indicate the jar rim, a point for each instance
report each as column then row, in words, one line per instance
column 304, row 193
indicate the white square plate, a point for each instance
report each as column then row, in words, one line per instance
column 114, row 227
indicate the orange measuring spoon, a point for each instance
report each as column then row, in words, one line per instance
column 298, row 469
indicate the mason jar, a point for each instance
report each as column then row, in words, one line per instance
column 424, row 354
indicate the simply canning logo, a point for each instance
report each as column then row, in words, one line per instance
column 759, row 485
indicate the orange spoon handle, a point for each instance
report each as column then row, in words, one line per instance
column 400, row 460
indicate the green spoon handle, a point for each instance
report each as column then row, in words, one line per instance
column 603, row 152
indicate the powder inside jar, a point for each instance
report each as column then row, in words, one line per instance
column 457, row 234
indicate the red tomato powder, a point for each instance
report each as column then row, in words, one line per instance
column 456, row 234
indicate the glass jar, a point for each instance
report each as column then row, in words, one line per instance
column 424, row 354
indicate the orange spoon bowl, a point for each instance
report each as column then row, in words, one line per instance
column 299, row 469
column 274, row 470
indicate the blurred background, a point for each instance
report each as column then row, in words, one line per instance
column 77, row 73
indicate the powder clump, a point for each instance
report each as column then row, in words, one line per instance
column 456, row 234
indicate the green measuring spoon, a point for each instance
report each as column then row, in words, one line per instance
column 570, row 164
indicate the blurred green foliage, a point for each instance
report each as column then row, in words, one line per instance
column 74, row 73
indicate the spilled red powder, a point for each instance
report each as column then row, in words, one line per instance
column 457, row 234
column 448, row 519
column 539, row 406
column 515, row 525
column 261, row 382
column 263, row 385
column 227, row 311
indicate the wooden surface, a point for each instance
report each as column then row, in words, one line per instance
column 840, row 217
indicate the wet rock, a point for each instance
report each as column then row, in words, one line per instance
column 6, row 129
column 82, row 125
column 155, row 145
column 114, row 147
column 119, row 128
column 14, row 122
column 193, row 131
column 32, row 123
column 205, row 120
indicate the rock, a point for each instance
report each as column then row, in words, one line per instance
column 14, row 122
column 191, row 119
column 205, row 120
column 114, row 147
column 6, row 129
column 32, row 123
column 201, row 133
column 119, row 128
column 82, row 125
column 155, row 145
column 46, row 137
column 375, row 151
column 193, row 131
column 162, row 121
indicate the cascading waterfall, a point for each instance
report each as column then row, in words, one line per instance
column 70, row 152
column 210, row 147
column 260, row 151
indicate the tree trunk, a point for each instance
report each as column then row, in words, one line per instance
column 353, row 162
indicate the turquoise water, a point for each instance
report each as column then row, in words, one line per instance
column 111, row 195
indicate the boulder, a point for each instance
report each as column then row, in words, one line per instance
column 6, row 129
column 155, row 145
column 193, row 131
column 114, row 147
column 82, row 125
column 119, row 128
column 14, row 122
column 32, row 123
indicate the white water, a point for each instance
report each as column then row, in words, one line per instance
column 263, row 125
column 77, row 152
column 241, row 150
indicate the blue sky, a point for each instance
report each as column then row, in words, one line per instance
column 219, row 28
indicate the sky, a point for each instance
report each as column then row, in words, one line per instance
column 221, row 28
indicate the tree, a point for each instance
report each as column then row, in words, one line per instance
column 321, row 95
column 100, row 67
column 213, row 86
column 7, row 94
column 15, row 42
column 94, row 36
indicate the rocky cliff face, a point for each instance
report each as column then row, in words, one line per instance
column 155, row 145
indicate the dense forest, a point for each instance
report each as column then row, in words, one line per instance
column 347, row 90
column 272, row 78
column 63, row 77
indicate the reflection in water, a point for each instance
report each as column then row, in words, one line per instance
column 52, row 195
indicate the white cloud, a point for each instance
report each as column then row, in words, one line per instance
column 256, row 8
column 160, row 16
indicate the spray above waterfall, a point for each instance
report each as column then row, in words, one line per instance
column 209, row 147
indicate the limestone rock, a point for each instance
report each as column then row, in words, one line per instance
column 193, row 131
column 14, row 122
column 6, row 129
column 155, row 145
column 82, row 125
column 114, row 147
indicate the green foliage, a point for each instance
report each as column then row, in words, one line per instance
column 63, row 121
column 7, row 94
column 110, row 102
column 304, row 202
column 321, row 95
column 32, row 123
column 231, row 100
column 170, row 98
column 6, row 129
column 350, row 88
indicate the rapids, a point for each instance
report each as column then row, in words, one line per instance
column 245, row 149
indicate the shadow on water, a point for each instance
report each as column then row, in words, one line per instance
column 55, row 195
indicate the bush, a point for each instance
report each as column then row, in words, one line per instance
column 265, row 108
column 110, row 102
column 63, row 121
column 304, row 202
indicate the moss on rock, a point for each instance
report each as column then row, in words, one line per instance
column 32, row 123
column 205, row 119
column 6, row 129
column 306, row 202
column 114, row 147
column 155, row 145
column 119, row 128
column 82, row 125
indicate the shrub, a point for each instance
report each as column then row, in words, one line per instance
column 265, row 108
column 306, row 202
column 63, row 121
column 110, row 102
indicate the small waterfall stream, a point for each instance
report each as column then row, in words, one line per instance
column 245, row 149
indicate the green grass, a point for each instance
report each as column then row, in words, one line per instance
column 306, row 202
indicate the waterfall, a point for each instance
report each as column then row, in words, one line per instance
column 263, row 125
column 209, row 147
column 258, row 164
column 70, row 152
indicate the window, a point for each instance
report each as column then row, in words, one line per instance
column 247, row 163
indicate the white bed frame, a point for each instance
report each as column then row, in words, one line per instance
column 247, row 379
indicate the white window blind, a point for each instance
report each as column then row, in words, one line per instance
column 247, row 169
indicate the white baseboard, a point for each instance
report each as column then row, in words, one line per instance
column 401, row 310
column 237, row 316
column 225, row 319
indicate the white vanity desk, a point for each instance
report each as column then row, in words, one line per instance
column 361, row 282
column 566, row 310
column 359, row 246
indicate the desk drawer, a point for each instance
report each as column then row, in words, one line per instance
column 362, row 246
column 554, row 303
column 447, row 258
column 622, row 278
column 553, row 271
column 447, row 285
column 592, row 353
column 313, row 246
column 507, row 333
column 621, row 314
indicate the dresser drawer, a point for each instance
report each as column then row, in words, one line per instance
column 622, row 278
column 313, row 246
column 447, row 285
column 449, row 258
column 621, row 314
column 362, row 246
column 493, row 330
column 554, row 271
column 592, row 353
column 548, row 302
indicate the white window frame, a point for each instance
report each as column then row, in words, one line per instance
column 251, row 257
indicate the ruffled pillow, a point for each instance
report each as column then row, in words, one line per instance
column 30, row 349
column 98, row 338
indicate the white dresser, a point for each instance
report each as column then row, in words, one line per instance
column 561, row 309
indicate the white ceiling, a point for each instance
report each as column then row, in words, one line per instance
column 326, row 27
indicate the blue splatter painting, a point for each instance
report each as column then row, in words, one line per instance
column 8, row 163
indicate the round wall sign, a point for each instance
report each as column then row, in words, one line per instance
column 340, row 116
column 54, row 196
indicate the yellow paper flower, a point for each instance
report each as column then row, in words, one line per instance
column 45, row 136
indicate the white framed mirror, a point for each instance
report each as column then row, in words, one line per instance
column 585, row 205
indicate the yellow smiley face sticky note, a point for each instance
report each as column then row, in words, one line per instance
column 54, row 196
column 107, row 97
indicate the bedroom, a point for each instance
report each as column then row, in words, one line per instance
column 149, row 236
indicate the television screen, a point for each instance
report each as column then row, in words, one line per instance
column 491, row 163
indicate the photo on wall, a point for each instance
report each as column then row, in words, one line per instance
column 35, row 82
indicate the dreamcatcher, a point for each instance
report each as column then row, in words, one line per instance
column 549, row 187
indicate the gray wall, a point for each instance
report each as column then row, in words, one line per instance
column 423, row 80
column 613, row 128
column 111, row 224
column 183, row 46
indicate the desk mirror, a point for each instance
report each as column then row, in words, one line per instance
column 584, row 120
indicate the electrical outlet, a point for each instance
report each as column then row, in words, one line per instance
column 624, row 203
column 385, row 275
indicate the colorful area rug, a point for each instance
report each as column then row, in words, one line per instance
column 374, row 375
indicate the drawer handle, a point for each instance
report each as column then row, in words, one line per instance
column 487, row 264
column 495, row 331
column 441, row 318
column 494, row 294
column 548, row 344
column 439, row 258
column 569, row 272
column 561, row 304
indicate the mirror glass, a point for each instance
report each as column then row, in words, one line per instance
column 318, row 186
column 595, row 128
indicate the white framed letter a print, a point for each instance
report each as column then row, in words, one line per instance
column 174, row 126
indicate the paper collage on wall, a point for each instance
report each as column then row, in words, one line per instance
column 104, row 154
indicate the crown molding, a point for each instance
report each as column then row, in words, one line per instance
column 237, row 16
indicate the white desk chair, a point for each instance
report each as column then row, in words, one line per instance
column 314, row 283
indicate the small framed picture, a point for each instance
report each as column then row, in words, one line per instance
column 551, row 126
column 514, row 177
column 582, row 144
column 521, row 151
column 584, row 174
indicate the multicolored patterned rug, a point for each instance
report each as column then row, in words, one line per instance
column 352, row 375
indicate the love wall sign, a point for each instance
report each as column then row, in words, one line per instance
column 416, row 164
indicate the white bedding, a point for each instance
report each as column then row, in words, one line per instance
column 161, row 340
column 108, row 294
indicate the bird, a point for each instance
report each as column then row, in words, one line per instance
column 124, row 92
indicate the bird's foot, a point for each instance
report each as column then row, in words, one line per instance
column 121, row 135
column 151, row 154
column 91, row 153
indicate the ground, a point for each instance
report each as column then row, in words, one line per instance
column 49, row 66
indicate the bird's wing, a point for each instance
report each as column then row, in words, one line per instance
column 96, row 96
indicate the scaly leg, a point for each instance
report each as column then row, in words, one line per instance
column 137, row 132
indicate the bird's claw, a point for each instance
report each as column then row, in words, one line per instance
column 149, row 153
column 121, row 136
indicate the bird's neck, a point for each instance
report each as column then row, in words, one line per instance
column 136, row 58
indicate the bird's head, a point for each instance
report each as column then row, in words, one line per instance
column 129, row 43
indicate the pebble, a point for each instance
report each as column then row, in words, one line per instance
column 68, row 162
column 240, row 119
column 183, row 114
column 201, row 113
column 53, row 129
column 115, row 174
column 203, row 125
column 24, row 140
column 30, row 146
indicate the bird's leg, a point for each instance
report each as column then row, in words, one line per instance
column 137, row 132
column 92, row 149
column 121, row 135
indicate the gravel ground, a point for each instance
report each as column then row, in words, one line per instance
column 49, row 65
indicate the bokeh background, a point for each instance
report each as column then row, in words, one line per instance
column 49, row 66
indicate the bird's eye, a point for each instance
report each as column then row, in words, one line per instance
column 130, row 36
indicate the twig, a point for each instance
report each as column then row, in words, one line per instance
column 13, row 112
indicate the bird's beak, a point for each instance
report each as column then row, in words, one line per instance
——————————
> What is required
Each line above that has the word "small" must be copied.

> Output for this task
indicate the small waterfall stream, a point for each instance
indicate the small framed picture, a point for each instance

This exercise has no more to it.